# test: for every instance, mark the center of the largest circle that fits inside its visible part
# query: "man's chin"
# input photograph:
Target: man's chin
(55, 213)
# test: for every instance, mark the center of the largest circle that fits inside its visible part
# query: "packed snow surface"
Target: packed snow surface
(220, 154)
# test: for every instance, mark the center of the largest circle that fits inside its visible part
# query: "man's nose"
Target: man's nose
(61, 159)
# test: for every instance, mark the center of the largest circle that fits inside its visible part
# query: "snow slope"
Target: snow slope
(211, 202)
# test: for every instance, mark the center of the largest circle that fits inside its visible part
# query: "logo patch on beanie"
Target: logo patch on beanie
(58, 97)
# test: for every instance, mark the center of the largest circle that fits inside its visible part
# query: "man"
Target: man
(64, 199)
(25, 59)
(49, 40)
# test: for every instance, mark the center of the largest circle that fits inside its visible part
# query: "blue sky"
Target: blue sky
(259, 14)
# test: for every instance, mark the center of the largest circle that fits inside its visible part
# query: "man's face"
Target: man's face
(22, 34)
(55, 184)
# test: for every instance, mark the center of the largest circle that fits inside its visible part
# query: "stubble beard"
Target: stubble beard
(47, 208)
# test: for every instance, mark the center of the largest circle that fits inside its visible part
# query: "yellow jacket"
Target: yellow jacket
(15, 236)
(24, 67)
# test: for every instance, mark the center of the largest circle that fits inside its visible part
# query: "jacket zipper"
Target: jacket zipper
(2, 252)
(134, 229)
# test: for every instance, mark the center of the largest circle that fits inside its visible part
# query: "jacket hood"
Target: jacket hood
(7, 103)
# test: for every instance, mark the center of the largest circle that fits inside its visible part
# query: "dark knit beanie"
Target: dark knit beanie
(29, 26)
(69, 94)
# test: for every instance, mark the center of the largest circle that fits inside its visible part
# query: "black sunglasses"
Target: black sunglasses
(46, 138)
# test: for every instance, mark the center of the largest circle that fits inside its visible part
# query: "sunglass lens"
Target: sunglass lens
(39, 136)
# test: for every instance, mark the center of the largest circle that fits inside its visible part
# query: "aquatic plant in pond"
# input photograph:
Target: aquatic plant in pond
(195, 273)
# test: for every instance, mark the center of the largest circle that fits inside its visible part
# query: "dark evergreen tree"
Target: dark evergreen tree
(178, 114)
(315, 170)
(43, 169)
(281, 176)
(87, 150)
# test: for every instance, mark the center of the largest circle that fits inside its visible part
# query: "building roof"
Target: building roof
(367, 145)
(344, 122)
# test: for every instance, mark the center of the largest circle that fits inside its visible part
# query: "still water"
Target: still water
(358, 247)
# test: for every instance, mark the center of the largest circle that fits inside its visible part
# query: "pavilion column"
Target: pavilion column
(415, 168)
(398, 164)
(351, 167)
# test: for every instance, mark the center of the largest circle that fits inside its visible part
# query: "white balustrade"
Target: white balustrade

===

= Exercise =
Where does "balustrade" appear in the records above? Copy every line that has it.

= Response =
# query: "white balustrade"
Target: white balustrade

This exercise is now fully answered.